======== Raw records
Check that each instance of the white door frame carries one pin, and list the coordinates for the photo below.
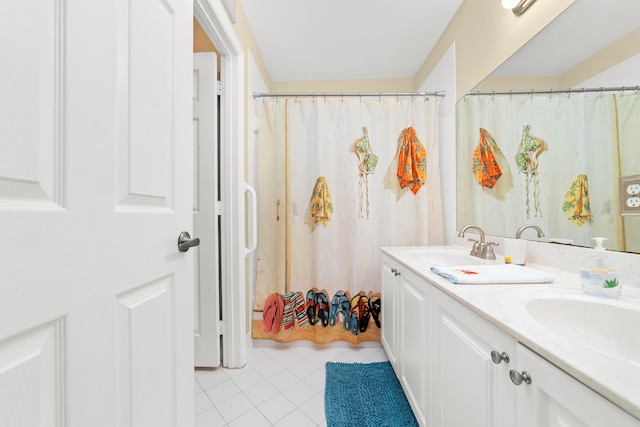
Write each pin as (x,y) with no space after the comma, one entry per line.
(214,20)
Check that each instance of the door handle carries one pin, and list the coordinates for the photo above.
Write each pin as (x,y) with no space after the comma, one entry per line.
(185,241)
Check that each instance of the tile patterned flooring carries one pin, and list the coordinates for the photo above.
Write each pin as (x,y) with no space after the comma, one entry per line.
(281,385)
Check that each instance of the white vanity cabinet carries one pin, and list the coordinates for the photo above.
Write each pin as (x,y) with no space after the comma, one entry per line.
(471,359)
(456,367)
(390,336)
(405,333)
(553,398)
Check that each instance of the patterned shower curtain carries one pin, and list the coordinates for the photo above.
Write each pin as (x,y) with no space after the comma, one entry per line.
(329,198)
(559,156)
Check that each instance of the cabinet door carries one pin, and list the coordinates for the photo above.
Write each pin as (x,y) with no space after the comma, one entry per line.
(469,388)
(389,311)
(555,399)
(414,351)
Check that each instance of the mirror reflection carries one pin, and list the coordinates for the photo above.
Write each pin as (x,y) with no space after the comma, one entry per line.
(553,158)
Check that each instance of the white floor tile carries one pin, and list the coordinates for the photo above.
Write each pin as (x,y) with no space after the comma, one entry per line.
(246,379)
(223,391)
(235,406)
(283,380)
(211,378)
(316,380)
(202,403)
(302,368)
(261,392)
(295,419)
(276,408)
(281,385)
(299,393)
(288,358)
(314,408)
(253,418)
(210,418)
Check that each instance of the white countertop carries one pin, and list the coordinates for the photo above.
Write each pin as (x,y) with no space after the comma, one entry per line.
(503,306)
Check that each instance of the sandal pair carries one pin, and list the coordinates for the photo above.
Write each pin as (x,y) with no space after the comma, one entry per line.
(360,313)
(340,305)
(317,307)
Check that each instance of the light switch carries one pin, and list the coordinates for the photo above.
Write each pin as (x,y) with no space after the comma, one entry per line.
(630,195)
(633,189)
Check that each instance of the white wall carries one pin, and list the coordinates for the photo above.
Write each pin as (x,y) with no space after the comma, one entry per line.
(255,83)
(443,78)
(626,73)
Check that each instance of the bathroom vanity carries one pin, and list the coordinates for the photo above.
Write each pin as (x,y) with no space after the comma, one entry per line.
(477,355)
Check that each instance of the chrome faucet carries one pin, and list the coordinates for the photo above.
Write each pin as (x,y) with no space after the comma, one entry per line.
(480,249)
(524,227)
(478,245)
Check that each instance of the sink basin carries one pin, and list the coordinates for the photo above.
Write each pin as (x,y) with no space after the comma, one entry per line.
(445,256)
(610,329)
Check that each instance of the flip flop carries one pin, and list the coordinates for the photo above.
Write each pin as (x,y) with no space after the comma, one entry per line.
(345,309)
(355,313)
(287,314)
(364,312)
(335,307)
(269,313)
(277,316)
(310,306)
(374,306)
(322,308)
(297,300)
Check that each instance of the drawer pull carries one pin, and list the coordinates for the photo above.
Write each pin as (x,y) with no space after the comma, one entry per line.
(499,357)
(518,378)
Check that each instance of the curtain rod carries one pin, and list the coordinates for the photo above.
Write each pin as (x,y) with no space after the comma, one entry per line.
(343,94)
(559,91)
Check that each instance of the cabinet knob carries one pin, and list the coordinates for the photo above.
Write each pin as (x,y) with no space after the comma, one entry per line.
(499,357)
(518,378)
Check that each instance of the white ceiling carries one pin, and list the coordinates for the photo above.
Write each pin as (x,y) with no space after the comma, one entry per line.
(375,39)
(343,40)
(585,28)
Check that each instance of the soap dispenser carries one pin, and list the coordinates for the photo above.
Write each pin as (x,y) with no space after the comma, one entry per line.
(598,274)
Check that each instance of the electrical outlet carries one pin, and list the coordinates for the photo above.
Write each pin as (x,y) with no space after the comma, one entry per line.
(633,189)
(630,195)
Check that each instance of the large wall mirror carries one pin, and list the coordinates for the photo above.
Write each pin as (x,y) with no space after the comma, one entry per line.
(559,154)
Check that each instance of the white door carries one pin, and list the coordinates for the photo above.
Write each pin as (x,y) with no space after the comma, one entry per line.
(205,218)
(95,186)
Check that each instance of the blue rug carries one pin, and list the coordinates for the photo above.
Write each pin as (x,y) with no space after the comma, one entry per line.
(365,394)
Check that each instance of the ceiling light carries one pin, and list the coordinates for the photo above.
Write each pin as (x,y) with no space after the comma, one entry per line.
(510,4)
(518,7)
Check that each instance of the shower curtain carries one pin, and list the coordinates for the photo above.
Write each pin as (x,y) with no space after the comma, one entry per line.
(580,135)
(329,199)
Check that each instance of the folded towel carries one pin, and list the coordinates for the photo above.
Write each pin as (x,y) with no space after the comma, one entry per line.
(492,274)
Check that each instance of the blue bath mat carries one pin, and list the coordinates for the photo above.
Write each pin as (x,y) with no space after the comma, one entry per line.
(365,394)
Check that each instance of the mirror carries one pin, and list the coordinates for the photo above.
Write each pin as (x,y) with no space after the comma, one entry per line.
(587,144)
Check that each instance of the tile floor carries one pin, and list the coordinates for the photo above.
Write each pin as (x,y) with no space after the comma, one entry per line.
(281,385)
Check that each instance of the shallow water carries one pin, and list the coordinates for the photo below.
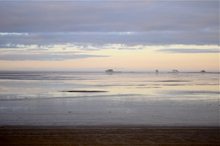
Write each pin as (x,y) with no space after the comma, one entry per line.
(71,98)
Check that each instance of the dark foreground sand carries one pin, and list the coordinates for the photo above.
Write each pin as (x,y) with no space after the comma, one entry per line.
(108,136)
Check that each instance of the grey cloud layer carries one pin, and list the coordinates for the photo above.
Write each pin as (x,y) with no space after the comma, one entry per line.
(44,57)
(195,22)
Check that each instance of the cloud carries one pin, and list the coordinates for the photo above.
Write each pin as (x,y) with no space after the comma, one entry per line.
(45,57)
(154,22)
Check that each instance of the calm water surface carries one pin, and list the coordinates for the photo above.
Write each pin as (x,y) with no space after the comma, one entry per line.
(43,98)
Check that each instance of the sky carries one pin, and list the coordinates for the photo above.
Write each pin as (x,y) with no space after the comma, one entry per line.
(102,34)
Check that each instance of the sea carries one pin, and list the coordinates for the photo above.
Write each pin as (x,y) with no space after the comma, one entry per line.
(72,98)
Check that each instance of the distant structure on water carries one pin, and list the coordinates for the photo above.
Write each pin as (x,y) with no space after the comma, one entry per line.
(109,71)
(175,71)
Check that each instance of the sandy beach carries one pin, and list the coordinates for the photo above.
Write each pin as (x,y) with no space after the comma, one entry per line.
(108,136)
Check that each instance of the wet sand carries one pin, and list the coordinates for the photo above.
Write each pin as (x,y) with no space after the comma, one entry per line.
(108,136)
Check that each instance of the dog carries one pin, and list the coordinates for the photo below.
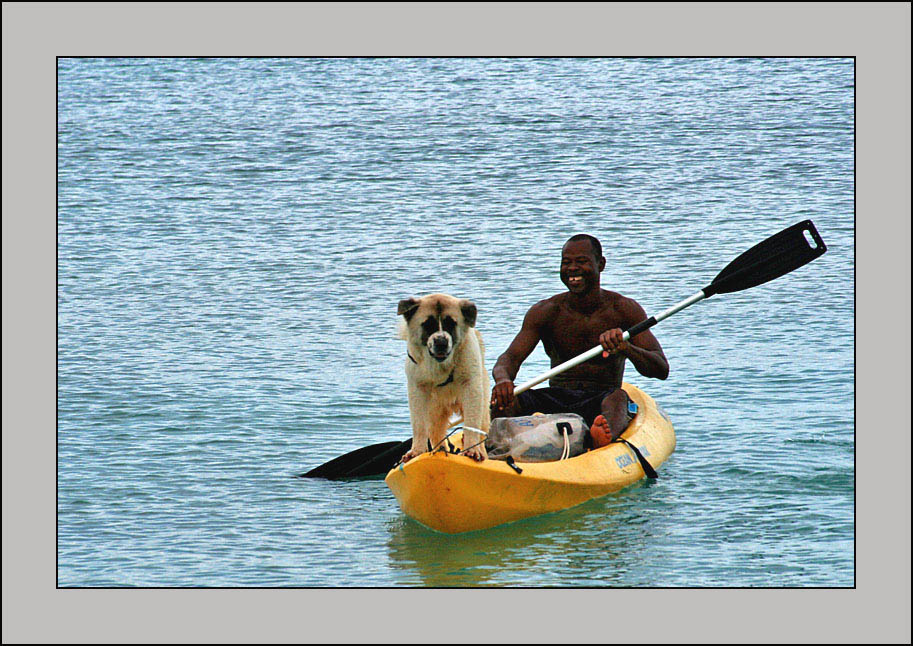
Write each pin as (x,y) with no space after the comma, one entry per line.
(445,371)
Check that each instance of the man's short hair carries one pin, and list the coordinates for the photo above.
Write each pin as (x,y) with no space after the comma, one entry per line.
(594,243)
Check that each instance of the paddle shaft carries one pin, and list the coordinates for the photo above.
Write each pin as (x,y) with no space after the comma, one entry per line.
(646,324)
(595,351)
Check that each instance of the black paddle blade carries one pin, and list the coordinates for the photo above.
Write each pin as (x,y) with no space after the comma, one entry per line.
(778,255)
(372,460)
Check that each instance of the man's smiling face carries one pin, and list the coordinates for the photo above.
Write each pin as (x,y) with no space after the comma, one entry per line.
(580,267)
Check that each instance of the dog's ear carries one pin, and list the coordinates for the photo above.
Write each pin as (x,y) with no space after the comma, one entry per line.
(468,308)
(407,307)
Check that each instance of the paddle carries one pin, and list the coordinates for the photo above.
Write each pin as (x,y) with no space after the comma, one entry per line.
(779,254)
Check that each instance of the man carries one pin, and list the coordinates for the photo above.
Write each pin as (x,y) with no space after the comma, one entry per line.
(569,324)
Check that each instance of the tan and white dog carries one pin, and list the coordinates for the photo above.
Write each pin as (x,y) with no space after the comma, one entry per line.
(445,370)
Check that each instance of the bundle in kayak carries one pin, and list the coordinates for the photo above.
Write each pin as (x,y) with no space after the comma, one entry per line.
(452,493)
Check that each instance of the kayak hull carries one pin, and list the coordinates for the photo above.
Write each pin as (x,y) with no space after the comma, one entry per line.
(453,493)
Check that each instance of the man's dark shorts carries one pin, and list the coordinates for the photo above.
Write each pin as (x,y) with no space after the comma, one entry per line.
(586,403)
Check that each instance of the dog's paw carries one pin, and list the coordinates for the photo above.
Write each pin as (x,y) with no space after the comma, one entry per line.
(477,453)
(409,455)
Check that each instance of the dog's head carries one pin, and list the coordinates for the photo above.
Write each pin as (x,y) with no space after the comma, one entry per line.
(437,322)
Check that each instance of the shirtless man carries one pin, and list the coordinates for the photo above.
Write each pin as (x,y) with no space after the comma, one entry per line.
(569,324)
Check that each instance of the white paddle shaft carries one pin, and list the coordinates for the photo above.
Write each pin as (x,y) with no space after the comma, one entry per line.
(589,354)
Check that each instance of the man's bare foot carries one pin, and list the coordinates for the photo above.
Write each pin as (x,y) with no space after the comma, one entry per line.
(600,432)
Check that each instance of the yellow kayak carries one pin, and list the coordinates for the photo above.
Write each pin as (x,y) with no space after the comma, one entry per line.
(452,493)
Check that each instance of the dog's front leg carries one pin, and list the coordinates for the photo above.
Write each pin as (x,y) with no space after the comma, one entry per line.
(476,415)
(419,418)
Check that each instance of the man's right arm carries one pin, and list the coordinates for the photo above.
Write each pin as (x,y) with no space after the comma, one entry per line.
(508,364)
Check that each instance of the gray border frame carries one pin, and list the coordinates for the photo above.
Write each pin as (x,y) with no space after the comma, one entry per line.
(877,34)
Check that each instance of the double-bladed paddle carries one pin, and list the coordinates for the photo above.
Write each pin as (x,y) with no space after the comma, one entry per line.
(779,254)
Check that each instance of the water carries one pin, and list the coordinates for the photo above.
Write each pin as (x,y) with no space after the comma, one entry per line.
(234,236)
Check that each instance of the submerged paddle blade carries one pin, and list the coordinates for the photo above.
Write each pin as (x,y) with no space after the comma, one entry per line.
(368,460)
(780,254)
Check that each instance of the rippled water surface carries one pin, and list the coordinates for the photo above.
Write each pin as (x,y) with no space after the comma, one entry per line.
(233,238)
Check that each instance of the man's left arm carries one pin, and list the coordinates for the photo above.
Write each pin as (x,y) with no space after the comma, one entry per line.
(643,350)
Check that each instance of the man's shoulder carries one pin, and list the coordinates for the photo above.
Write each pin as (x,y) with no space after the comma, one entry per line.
(546,309)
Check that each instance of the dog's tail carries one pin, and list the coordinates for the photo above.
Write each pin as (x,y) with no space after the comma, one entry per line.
(402,329)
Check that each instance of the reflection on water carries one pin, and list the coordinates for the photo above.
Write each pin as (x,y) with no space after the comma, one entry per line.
(597,543)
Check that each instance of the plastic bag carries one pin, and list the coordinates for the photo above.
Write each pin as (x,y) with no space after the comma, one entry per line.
(537,438)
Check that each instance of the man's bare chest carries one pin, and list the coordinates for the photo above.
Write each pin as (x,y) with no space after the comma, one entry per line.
(574,332)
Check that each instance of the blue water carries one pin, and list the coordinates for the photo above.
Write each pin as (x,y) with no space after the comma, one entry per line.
(234,236)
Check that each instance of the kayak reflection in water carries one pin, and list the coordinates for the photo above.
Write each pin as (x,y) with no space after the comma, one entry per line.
(569,324)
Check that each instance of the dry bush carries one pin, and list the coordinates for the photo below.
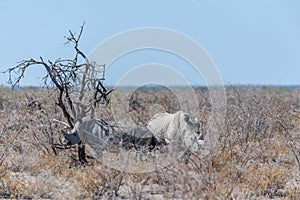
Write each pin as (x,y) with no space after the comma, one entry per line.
(258,156)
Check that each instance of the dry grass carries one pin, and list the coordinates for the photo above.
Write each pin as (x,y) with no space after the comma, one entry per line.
(258,156)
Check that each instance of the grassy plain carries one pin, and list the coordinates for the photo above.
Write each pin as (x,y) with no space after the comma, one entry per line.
(258,157)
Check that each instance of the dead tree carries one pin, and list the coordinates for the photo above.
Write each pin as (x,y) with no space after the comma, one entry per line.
(78,83)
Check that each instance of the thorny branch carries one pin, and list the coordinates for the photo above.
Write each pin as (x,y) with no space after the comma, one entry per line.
(69,78)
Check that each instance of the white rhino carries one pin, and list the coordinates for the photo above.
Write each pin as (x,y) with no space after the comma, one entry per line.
(177,129)
(96,133)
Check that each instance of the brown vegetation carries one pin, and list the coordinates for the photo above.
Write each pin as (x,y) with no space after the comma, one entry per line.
(258,157)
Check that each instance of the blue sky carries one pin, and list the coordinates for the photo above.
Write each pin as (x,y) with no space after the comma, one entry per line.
================
#### Goal:
Update the entries from the line with "Check that each instance of the blue sky" through the end of the entries, changing "blue sky" to "gray sky" and keeping everything else the same.

#### Output:
Check that each instance of the gray sky carries one pin, and list the coordinates for the photo above.
Write each pin as (x,y) with no space after the comma, one entry per line.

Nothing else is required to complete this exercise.